# What the task asks:
From the entries below, pull out each line where "black" appears.

[Referring expression data]
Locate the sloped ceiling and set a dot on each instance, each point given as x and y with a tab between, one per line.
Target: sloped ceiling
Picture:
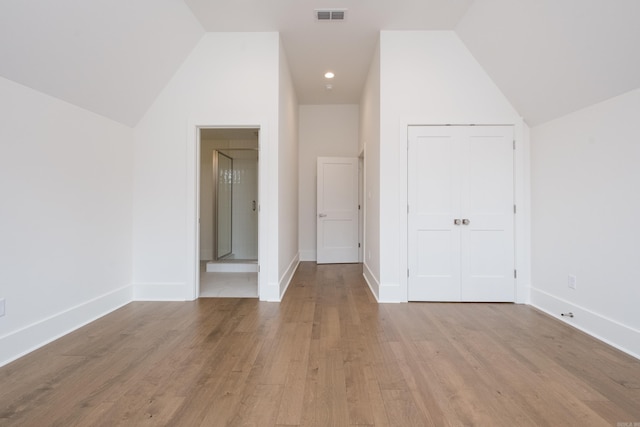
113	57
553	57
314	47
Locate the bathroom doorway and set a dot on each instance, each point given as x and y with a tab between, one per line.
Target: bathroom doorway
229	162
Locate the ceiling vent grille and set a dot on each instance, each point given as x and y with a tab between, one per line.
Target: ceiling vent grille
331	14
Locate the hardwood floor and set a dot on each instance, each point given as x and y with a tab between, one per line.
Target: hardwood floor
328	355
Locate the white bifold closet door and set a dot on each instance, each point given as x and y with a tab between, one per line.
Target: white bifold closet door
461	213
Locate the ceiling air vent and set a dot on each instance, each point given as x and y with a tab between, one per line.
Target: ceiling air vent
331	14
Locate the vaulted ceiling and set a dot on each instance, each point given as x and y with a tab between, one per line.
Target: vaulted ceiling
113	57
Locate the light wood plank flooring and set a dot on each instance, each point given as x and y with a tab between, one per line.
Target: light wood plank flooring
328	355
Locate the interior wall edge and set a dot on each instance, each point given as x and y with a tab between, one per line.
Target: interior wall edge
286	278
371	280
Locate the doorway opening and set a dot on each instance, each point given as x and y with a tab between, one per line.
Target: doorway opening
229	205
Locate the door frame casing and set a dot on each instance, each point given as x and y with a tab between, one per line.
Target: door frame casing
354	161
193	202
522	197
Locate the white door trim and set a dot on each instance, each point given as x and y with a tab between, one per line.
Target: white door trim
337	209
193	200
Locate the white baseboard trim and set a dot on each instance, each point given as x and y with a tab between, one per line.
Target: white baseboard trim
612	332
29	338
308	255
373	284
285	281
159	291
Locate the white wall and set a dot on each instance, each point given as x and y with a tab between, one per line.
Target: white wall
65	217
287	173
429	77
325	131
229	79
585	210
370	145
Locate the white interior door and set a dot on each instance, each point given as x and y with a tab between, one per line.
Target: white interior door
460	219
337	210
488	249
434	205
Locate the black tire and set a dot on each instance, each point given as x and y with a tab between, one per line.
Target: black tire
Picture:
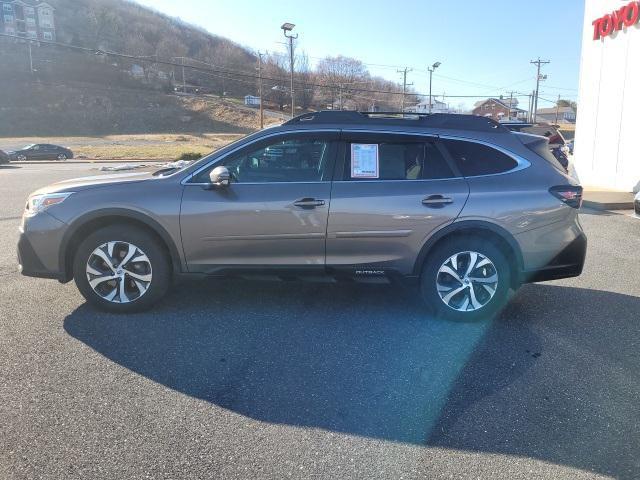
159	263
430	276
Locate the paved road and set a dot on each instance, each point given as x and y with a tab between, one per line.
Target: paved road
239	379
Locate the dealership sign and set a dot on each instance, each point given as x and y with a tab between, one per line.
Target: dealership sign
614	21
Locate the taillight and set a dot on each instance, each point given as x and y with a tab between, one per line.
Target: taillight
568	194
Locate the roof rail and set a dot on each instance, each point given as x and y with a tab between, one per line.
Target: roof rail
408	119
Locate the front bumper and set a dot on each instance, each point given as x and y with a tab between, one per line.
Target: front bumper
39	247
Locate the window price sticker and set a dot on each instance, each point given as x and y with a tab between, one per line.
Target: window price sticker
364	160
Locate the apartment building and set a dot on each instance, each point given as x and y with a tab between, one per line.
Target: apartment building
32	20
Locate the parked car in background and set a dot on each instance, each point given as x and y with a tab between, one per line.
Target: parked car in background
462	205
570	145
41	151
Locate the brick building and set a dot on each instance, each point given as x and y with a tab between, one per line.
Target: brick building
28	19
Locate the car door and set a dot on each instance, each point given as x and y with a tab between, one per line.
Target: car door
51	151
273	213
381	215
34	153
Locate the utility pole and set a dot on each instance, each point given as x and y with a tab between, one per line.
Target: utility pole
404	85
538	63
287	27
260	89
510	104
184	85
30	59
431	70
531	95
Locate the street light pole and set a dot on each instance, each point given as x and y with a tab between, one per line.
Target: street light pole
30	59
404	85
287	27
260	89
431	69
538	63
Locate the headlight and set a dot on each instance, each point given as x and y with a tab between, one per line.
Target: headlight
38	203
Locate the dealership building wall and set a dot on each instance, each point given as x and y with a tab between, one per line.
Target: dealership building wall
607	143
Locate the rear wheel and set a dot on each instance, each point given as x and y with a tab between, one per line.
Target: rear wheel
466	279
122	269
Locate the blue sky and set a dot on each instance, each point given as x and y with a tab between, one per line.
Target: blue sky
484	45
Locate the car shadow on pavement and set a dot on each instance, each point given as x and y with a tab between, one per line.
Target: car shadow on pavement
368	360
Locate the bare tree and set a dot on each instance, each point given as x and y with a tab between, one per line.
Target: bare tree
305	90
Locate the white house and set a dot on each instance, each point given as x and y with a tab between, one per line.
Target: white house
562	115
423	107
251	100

# Answer to this problem:
Locate the black tire and set a dot on each instance, each point given as x and y with a tab between, one per line.
Target: black tire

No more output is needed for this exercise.